(Source data)

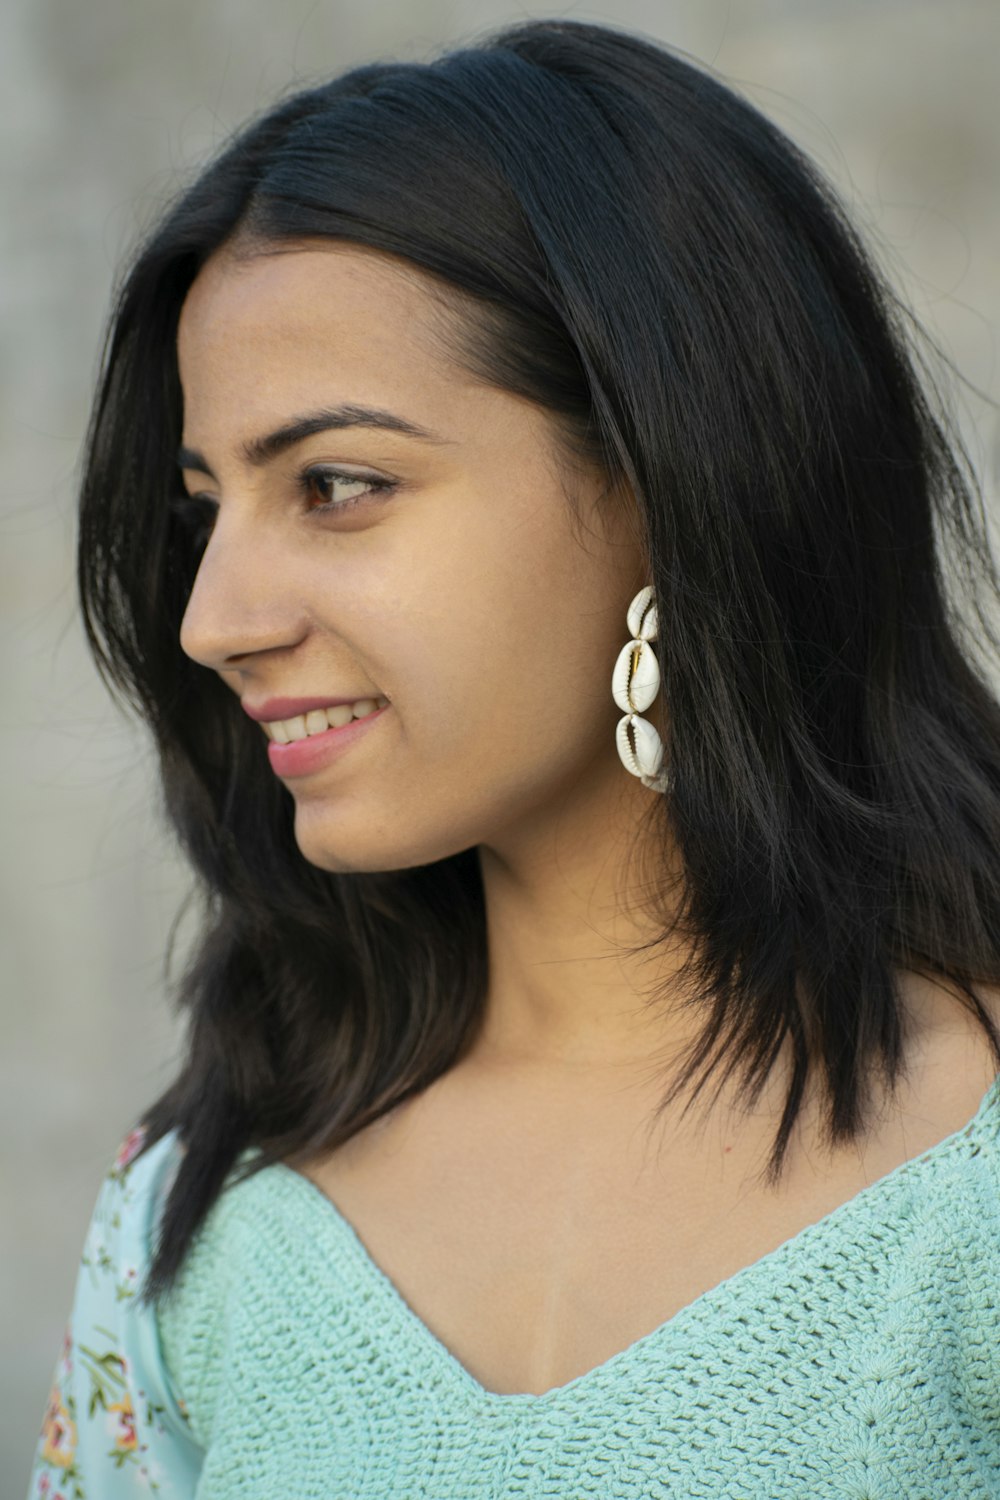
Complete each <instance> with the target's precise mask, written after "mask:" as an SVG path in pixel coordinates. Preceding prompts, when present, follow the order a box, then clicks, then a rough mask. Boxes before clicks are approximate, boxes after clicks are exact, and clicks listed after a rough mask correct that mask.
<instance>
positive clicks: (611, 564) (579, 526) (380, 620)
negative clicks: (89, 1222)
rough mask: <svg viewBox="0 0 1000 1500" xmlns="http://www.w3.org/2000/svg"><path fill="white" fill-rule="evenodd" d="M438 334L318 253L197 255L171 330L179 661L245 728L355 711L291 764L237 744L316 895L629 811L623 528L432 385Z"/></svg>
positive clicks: (552, 464) (408, 311) (366, 259)
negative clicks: (290, 819) (625, 674)
mask: <svg viewBox="0 0 1000 1500" xmlns="http://www.w3.org/2000/svg"><path fill="white" fill-rule="evenodd" d="M439 320H441V300H439V297H436V296H433V288H430V287H429V284H427V279H426V278H424V275H423V273H421V272H420V270H418V269H417V267H412V266H411V264H409V263H402V261H399V260H397V258H394V257H390V255H382V254H379V252H376V251H369V249H367V248H363V246H352V245H349V243H346V242H321V243H318V242H306V243H303V245H301V246H294V248H291V249H289V248H280V249H279V251H273V252H264V254H255V255H250V257H247V255H240V257H235V255H232V254H231V252H229V251H226V249H223V251H219V252H216V255H214V257H213V258H211V260H210V261H207V264H205V266H204V267H202V269H201V272H199V275H198V278H196V281H195V282H193V285H192V288H190V291H189V294H187V297H186V300H184V305H183V309H181V317H180V326H178V338H177V357H178V372H180V383H181V389H183V407H184V428H183V458H181V466H183V477H184V486H186V489H187V492H189V493H192V495H199V496H205V498H207V499H208V501H211V502H213V505H214V507H216V510H214V523H213V528H211V534H210V538H208V543H207V547H205V552H204V555H202V558H201V564H199V568H198V573H196V577H195V583H193V588H192V594H190V598H189V603H187V609H186V613H184V618H183V624H181V633H180V645H181V648H183V651H184V652H186V654H187V655H189V657H190V658H193V660H195V661H198V663H201V664H202V666H205V667H208V669H211V670H214V672H217V673H219V675H220V676H222V679H223V681H225V682H226V684H228V687H231V688H232V691H235V693H237V694H238V696H240V699H241V702H243V705H244V706H246V708H249V709H253V711H259V709H261V705H268V703H273V700H276V699H285V700H289V699H312V700H316V702H319V703H327V702H333V700H343V699H346V700H349V702H355V703H360V705H361V717H360V718H355V720H354V721H352V727H351V729H348V730H340V729H337V727H336V726H334V727H333V729H331V730H327V732H325V739H324V741H322V744H321V742H319V739H316V745H315V747H312V748H310V751H309V753H306V754H303V751H301V748H298V750H295V751H292V753H291V754H289V751H286V750H285V751H282V750H277V748H271V750H270V751H268V739H270V738H271V736H276V739H280V738H283V736H285V735H286V730H282V729H280V727H279V729H271V727H268V723H258V724H255V726H253V732H255V733H258V732H259V736H261V756H265V754H268V753H270V757H271V763H273V765H274V768H276V769H274V774H277V775H280V777H282V780H283V784H285V786H286V787H288V790H289V793H291V796H292V799H294V807H295V837H297V841H298V846H300V849H301V852H303V855H304V856H306V858H307V859H309V861H310V862H313V864H316V865H318V867H321V868H327V870H349V871H354V870H357V871H360V870H390V868H403V867H411V865H417V864H424V862H430V861H433V859H439V858H445V856H447V855H450V853H456V852H459V850H462V849H468V847H472V846H477V844H480V846H492V847H495V849H496V850H498V852H502V850H505V849H508V850H510V852H513V849H514V847H516V846H517V844H519V843H523V841H525V840H528V841H531V843H535V841H537V840H538V838H540V835H544V829H546V828H547V826H549V823H550V820H552V817H558V819H562V820H565V819H567V817H568V819H571V820H574V822H576V825H577V826H579V828H591V829H594V828H595V823H597V822H598V820H609V819H615V817H621V814H622V810H627V808H628V807H630V805H634V807H637V808H640V807H645V805H646V802H648V798H649V796H651V795H654V793H651V792H649V790H646V789H645V787H642V786H640V784H639V781H636V778H634V777H631V775H630V774H628V772H627V771H625V769H624V768H622V763H621V760H619V757H618V753H616V747H615V724H616V721H618V718H619V717H621V711H619V709H618V708H616V706H615V703H613V700H612V696H610V678H612V669H613V664H615V658H616V655H618V651H619V649H621V646H622V645H624V642H625V639H627V628H625V609H627V606H628V601H630V598H631V597H633V594H634V592H636V591H637V589H639V588H640V586H642V585H643V583H645V582H646V576H645V571H643V562H642V556H640V553H639V547H637V543H636V528H634V525H631V523H630V520H628V516H627V505H624V504H622V502H621V496H618V498H615V496H613V495H612V493H610V492H609V484H607V475H606V474H603V472H597V471H580V469H579V466H577V468H576V469H573V471H570V466H568V463H567V460H565V458H562V456H561V453H559V449H558V446H556V441H555V429H553V425H552V419H550V417H549V414H547V413H544V411H541V410H540V408H538V407H537V405H534V404H531V402H528V401H523V399H520V398H517V396H513V395H508V393H505V392H501V390H498V389H493V387H489V386H486V384H483V383H480V381H475V380H474V378H472V377H471V375H468V374H466V372H463V371H462V369H460V368H459V366H457V365H456V363H454V362H453V360H451V359H448V357H447V356H445V354H444V353H442V347H441V339H439V338H438V339H436V338H435V329H439V326H441V324H439ZM336 408H349V410H348V411H345V410H342V411H340V413H339V416H337V411H336ZM361 408H370V410H372V411H375V413H381V414H382V416H381V423H384V425H376V419H372V417H370V416H369V417H367V419H366V420H360V419H361ZM387 414H388V416H387ZM351 417H354V420H351ZM303 419H307V420H304V422H303ZM313 419H315V420H313ZM400 419H402V420H400ZM333 423H336V425H333ZM292 428H297V431H289V429H292ZM408 428H409V429H412V431H406V429H408ZM279 431H283V438H280V440H274V441H271V443H267V441H264V440H267V438H268V437H273V435H274V434H277V432H279ZM570 496H573V504H571V502H570ZM574 513H576V519H574ZM373 703H375V705H378V706H376V709H375V712H370V709H372V706H373ZM382 703H384V706H381V705H382ZM279 706H280V705H279ZM279 717H295V715H292V714H283V712H274V711H273V709H268V711H267V712H265V715H264V718H265V720H273V718H279ZM340 717H346V715H345V714H343V712H342V715H340ZM319 723H321V720H318V718H312V720H309V718H307V721H306V727H307V729H310V730H313V729H316V726H318V724H319ZM294 732H295V730H294V729H292V733H294ZM324 747H325V748H324ZM313 750H315V753H313ZM279 762H282V763H279Z"/></svg>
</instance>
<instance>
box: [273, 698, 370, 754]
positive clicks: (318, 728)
mask: <svg viewBox="0 0 1000 1500" xmlns="http://www.w3.org/2000/svg"><path fill="white" fill-rule="evenodd" d="M387 703H388V699H387V697H358V700H357V703H337V705H336V708H312V709H310V711H309V712H307V714H295V717H294V718H276V720H273V721H271V723H265V724H262V726H261V727H262V729H264V733H265V735H267V738H268V739H273V741H274V742H276V744H279V745H286V744H291V741H292V739H306V738H307V736H309V735H321V733H324V730H327V729H343V726H345V724H349V723H351V720H352V718H366V717H367V715H369V714H373V712H375V709H376V708H385V706H387Z"/></svg>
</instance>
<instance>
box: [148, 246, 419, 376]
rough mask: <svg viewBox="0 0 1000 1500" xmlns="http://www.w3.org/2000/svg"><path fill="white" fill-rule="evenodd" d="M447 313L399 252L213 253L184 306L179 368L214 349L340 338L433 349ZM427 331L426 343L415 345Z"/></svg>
mask: <svg viewBox="0 0 1000 1500" xmlns="http://www.w3.org/2000/svg"><path fill="white" fill-rule="evenodd" d="M442 315H444V303H442V300H441V297H439V296H435V290H433V287H432V282H430V278H427V276H423V275H421V272H420V270H418V269H417V267H414V266H409V264H408V263H405V261H400V260H399V258H396V257H390V255H382V254H381V252H378V251H369V249H367V248H364V246H351V245H345V243H337V242H327V243H322V245H316V243H309V245H304V246H301V248H292V249H286V248H280V249H267V251H262V252H256V254H252V255H246V254H240V255H237V254H234V252H231V251H228V249H222V251H219V252H216V254H214V255H213V257H211V258H210V260H208V261H207V263H205V266H202V269H201V270H199V273H198V276H196V278H195V281H193V284H192V287H190V290H189V293H187V296H186V299H184V305H183V308H181V314H180V323H178V332H177V351H178V360H180V363H181V372H183V366H184V365H192V363H193V362H196V360H199V359H202V357H205V356H207V354H210V353H211V351H213V350H217V348H219V347H220V345H237V344H241V345H243V347H244V348H253V347H255V345H256V347H259V348H267V350H271V351H280V350H282V348H283V347H286V348H291V350H301V347H303V342H306V344H307V345H312V344H315V342H319V341H322V339H324V338H328V336H330V335H331V333H337V336H339V338H343V339H355V338H364V339H366V341H369V342H376V344H382V345H384V344H387V342H391V345H393V348H396V350H399V353H400V354H405V353H406V351H408V350H411V348H412V350H415V348H420V351H421V353H423V354H424V357H426V356H427V353H429V333H430V326H432V323H435V321H436V320H439V318H441V317H442ZM421 335H423V339H421Z"/></svg>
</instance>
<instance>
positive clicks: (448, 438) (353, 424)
mask: <svg viewBox="0 0 1000 1500" xmlns="http://www.w3.org/2000/svg"><path fill="white" fill-rule="evenodd" d="M337 428H379V429H381V431H384V432H402V434H405V435H406V437H409V438H420V440H421V441H423V443H441V444H445V443H450V441H451V438H442V437H441V435H439V434H436V432H432V431H430V429H429V428H421V426H420V425H418V423H415V422H411V420H409V419H408V417H399V416H396V413H393V411H384V410H382V408H381V407H357V405H354V404H351V402H346V404H343V405H340V407H324V408H322V410H319V411H307V413H303V414H301V416H298V417H292V419H291V420H289V422H285V423H283V425H282V426H280V428H276V429H274V432H268V434H265V435H264V437H262V438H249V440H247V441H246V443H241V444H240V453H241V456H243V458H244V459H246V462H247V463H250V465H252V466H253V468H262V466H264V465H265V463H270V462H271V459H276V458H277V456H279V453H283V452H285V450H286V449H291V447H294V446H295V444H297V443H301V441H303V438H310V437H313V434H316V432H331V431H334V429H337ZM177 462H178V465H180V466H181V468H190V469H198V472H199V474H207V475H208V478H214V477H216V475H214V474H213V472H211V469H210V468H208V463H207V462H205V459H204V455H201V453H199V452H198V450H196V449H186V447H183V444H181V447H180V449H178V450H177Z"/></svg>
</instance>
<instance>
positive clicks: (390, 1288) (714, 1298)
mask: <svg viewBox="0 0 1000 1500" xmlns="http://www.w3.org/2000/svg"><path fill="white" fill-rule="evenodd" d="M994 1103H997V1107H999V1110H1000V1074H999V1076H997V1077H996V1079H994V1080H993V1083H991V1085H990V1088H988V1089H987V1092H985V1094H984V1097H982V1100H981V1103H979V1107H978V1109H976V1113H975V1115H973V1116H972V1119H969V1121H967V1122H966V1124H964V1125H961V1127H960V1128H958V1130H955V1131H952V1133H951V1134H949V1136H945V1137H942V1140H939V1142H934V1145H931V1146H928V1148H927V1149H925V1151H922V1152H921V1154H919V1155H916V1157H910V1158H907V1160H906V1161H901V1163H898V1164H897V1166H895V1167H892V1169H891V1170H889V1172H886V1173H883V1176H880V1178H876V1181H874V1182H870V1184H865V1187H864V1188H859V1191H858V1193H855V1194H853V1196H852V1197H850V1199H844V1200H843V1202H841V1203H838V1205H835V1208H832V1209H831V1211H829V1212H828V1214H823V1215H822V1218H819V1220H814V1221H813V1223H810V1224H805V1226H804V1227H802V1229H801V1230H796V1232H795V1235H790V1236H789V1238H787V1239H784V1241H783V1242H781V1244H780V1245H775V1247H774V1248H772V1250H769V1251H765V1254H763V1256H759V1257H757V1259H756V1260H753V1262H750V1263H748V1265H745V1266H741V1268H739V1269H738V1271H735V1272H732V1274H730V1275H729V1277H724V1278H723V1280H721V1281H717V1283H715V1284H714V1286H712V1287H706V1290H705V1292H702V1293H699V1296H696V1298H693V1299H691V1302H687V1304H685V1305H684V1307H681V1308H678V1310H676V1313H672V1314H670V1317H669V1319H666V1320H664V1322H663V1323H658V1325H657V1328H654V1329H651V1331H649V1332H648V1334H642V1335H640V1337H639V1338H636V1340H633V1341H631V1344H628V1346H625V1349H621V1350H618V1352H616V1353H613V1355H609V1358H607V1359H604V1361H601V1362H600V1364H598V1365H592V1367H591V1368H589V1370H585V1371H583V1373H582V1374H579V1376H574V1377H573V1380H568V1382H565V1383H564V1385H558V1386H550V1388H549V1389H547V1391H538V1392H535V1391H514V1392H505V1391H490V1389H489V1386H484V1385H483V1383H481V1382H480V1380H477V1379H475V1376H474V1374H472V1373H471V1371H469V1370H466V1367H465V1365H463V1364H462V1361H460V1359H457V1358H456V1356H454V1355H453V1353H451V1350H450V1349H448V1347H447V1346H445V1344H444V1343H442V1341H441V1340H439V1338H438V1335H436V1334H433V1332H432V1329H430V1328H429V1326H427V1323H424V1320H423V1319H421V1317H420V1316H418V1314H417V1313H415V1311H414V1308H412V1307H411V1305H409V1302H408V1301H406V1299H405V1298H403V1295H402V1292H400V1290H399V1289H397V1286H396V1283H394V1281H393V1280H391V1278H390V1277H388V1275H387V1274H385V1272H384V1271H382V1268H381V1266H379V1265H378V1262H376V1260H375V1259H373V1256H372V1254H370V1251H369V1250H367V1247H366V1245H364V1241H363V1239H361V1236H360V1235H358V1232H357V1230H355V1227H354V1224H352V1223H351V1220H348V1218H346V1215H345V1214H343V1212H342V1211H340V1209H339V1208H337V1205H336V1203H334V1202H333V1199H331V1197H328V1194H325V1193H324V1191H322V1188H319V1187H318V1185H316V1184H315V1182H313V1181H312V1179H310V1178H307V1176H306V1175H304V1173H301V1172H298V1170H297V1169H295V1167H289V1166H288V1164H286V1163H280V1161H279V1163H271V1164H270V1166H268V1167H264V1169H262V1170H261V1172H259V1173H256V1175H255V1176H256V1178H265V1176H267V1175H268V1173H274V1175H277V1181H280V1182H283V1184H285V1187H286V1190H288V1191H291V1193H292V1194H295V1196H297V1197H298V1200H300V1202H301V1205H303V1209H304V1212H306V1214H309V1215H310V1217H313V1218H315V1221H316V1239H322V1238H328V1236H330V1232H331V1233H333V1239H334V1242H336V1244H337V1248H339V1250H346V1253H348V1254H349V1256H351V1257H352V1260H354V1265H355V1268H357V1271H358V1275H360V1278H361V1281H363V1283H367V1284H369V1286H370V1287H372V1290H373V1293H375V1295H378V1296H379V1298H381V1299H382V1302H384V1305H385V1308H387V1311H390V1313H391V1314H393V1320H394V1322H396V1325H397V1326H400V1328H405V1329H408V1331H409V1335H411V1338H412V1340H414V1341H415V1344H417V1346H423V1347H424V1349H426V1350H427V1353H429V1356H430V1358H432V1359H433V1362H435V1364H436V1365H438V1367H439V1370H441V1371H442V1373H444V1376H445V1377H447V1379H448V1380H450V1382H451V1383H453V1385H456V1386H457V1388H459V1389H460V1391H463V1392H465V1394H466V1395H469V1397H472V1398H474V1400H475V1401H477V1403H478V1404H480V1406H490V1407H495V1409H498V1410H499V1409H508V1410H516V1409H526V1407H538V1406H552V1404H553V1403H558V1401H564V1400H571V1398H573V1397H574V1395H576V1394H583V1392H585V1391H589V1389H591V1388H592V1386H600V1385H603V1383H604V1382H607V1380H610V1379H615V1377H616V1376H618V1374H619V1373H621V1371H622V1370H625V1368H627V1367H628V1365H631V1364H634V1362H636V1361H640V1359H643V1358H645V1356H646V1355H649V1353H655V1350H657V1349H658V1347H660V1346H661V1344H664V1343H666V1341H667V1340H669V1338H670V1337H672V1335H673V1334H682V1331H684V1329H685V1328H687V1326H688V1325H690V1323H691V1322H696V1320H697V1319H699V1317H700V1316H702V1314H705V1313H706V1311H708V1310H709V1308H712V1307H715V1305H717V1304H726V1302H727V1301H730V1299H732V1298H733V1295H735V1293H736V1292H738V1290H739V1289H742V1287H744V1286H745V1284H747V1283H753V1281H757V1280H762V1278H765V1280H766V1278H768V1277H771V1275H774V1274H775V1272H780V1269H781V1266H783V1265H784V1263H786V1262H787V1260H789V1259H790V1257H793V1256H795V1254H796V1253H798V1251H804V1250H807V1248H808V1247H810V1245H813V1242H814V1241H817V1239H822V1238H823V1236H825V1235H826V1233H828V1232H829V1230H832V1229H835V1227H837V1226H838V1224H840V1221H841V1220H843V1218H847V1217H849V1215H852V1214H856V1212H858V1211H859V1209H861V1208H864V1206H868V1205H870V1203H871V1202H873V1199H877V1197H880V1196H883V1194H885V1193H889V1191H892V1190H894V1188H895V1187H898V1184H900V1182H901V1181H903V1179H906V1178H909V1176H912V1175H913V1172H915V1170H916V1169H918V1167H921V1166H922V1164H925V1163H928V1161H936V1160H937V1158H939V1157H943V1155H946V1154H948V1152H949V1151H954V1149H955V1146H957V1145H958V1143H960V1142H963V1140H964V1139H966V1137H969V1136H972V1134H975V1133H976V1130H978V1127H979V1125H981V1124H982V1122H984V1119H985V1116H987V1115H988V1112H990V1109H991V1107H993V1104H994ZM999 1124H1000V1119H999ZM252 1154H253V1152H252V1151H250V1152H247V1154H244V1155H252Z"/></svg>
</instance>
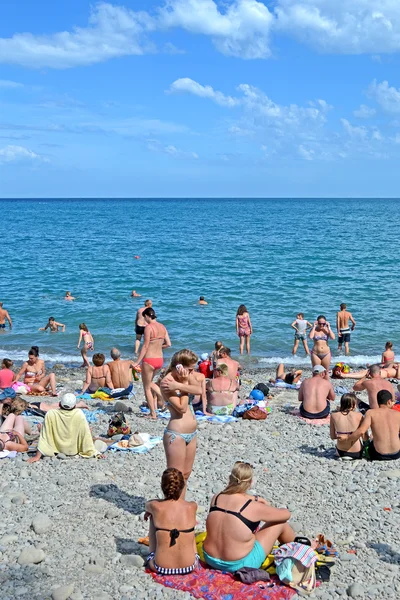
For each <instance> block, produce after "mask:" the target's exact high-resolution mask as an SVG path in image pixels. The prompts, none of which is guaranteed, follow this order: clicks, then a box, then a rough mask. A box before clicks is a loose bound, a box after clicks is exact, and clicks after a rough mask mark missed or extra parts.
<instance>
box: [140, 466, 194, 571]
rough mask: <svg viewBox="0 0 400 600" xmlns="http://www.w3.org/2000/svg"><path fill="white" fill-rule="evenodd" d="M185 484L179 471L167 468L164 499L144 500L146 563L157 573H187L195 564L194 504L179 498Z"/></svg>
mask: <svg viewBox="0 0 400 600" xmlns="http://www.w3.org/2000/svg"><path fill="white" fill-rule="evenodd" d="M184 487H185V480H184V478H183V475H182V473H181V472H180V471H178V470H177V469H173V468H170V469H166V470H165V471H164V473H163V474H162V478H161V489H162V491H163V494H164V498H163V500H159V499H155V500H149V501H148V502H146V513H145V516H144V518H145V520H146V521H147V520H148V519H149V520H150V528H149V549H150V554H149V556H148V557H147V566H148V568H149V569H151V570H152V571H154V572H155V573H158V574H159V575H186V574H188V573H191V572H192V571H194V570H195V569H196V567H197V563H198V556H197V554H196V542H195V537H194V528H195V525H196V510H197V504H196V502H187V501H186V500H184V499H183V498H182V491H183V489H184ZM178 527H179V529H178Z"/></svg>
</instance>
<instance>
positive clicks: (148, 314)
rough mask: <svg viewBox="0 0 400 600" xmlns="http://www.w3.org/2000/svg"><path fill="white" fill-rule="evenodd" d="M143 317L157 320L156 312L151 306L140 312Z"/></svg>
mask: <svg viewBox="0 0 400 600" xmlns="http://www.w3.org/2000/svg"><path fill="white" fill-rule="evenodd" d="M142 315H143V317H149V318H150V319H157V315H156V311H155V310H154V308H151V306H148V307H147V308H145V309H144V311H143V312H142Z"/></svg>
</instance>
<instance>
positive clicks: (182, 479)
mask: <svg viewBox="0 0 400 600" xmlns="http://www.w3.org/2000/svg"><path fill="white" fill-rule="evenodd" d="M184 487H185V479H184V477H183V475H182V473H181V472H180V471H178V469H174V468H173V467H170V468H169V469H165V471H164V473H163V474H162V476H161V489H162V491H163V494H164V498H165V500H179V498H180V497H181V494H182V491H183V488H184Z"/></svg>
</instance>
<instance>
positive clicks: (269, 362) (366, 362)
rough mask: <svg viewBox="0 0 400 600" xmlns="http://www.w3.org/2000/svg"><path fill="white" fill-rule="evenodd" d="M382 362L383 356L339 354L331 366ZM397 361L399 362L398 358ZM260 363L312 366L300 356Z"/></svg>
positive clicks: (264, 365)
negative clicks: (341, 364) (397, 360)
mask: <svg viewBox="0 0 400 600" xmlns="http://www.w3.org/2000/svg"><path fill="white" fill-rule="evenodd" d="M380 360H381V356H380V355H379V354H377V355H375V356H371V355H367V354H356V355H354V356H344V355H342V354H339V355H337V356H333V357H332V361H331V364H336V363H338V362H344V363H346V364H347V365H350V366H352V367H362V366H365V365H367V364H370V365H372V364H374V363H379V362H380ZM395 360H399V359H398V358H397V357H396V359H395ZM258 362H259V363H260V364H261V365H263V366H269V365H271V366H273V367H276V366H277V365H278V364H279V363H283V364H285V365H293V366H311V360H310V358H308V357H300V356H271V357H268V358H267V357H265V358H259V359H258Z"/></svg>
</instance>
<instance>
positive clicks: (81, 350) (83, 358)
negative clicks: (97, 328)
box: [77, 323, 94, 367]
mask: <svg viewBox="0 0 400 600" xmlns="http://www.w3.org/2000/svg"><path fill="white" fill-rule="evenodd" d="M82 340H83V348H82V350H81V355H82V360H83V364H82V365H81V367H90V363H89V361H88V358H87V351H88V350H90V351H91V352H94V339H93V336H92V334H91V333H90V331H89V329H88V328H87V326H86V325H85V323H81V324H80V325H79V341H78V346H77V347H78V349H79V348H80V345H81V341H82Z"/></svg>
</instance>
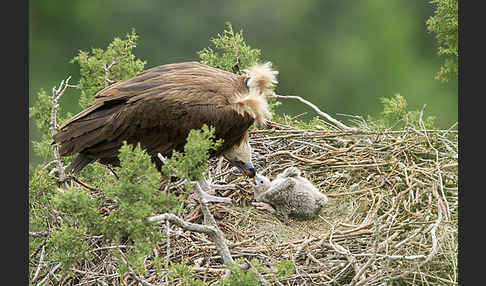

(End Source data)

Exercise brief
Go through the data and show every line where "target" occurs.

Response
Complete each <instance> with the target's precise mask, written after "mask:" as an SVG path in pixel coordinates. Preceding prompts, when present, follow the order a box, then clicks, then a rough mask. Boxes before clicks are approximate, boxes after clicks are exact, and clicks listed after a rough mask correct that mask.
For each <instance> block, produce after "mask:" the target's exact high-resolution mask as an SVG path in image pixels. The prompts, none of which is guaranteed, follow this order: clicks, then a box, then a rough mask. A box before clicks is a loose bound, a box after clicks is exact, and clicks after a rough mask mark missed or extra parts.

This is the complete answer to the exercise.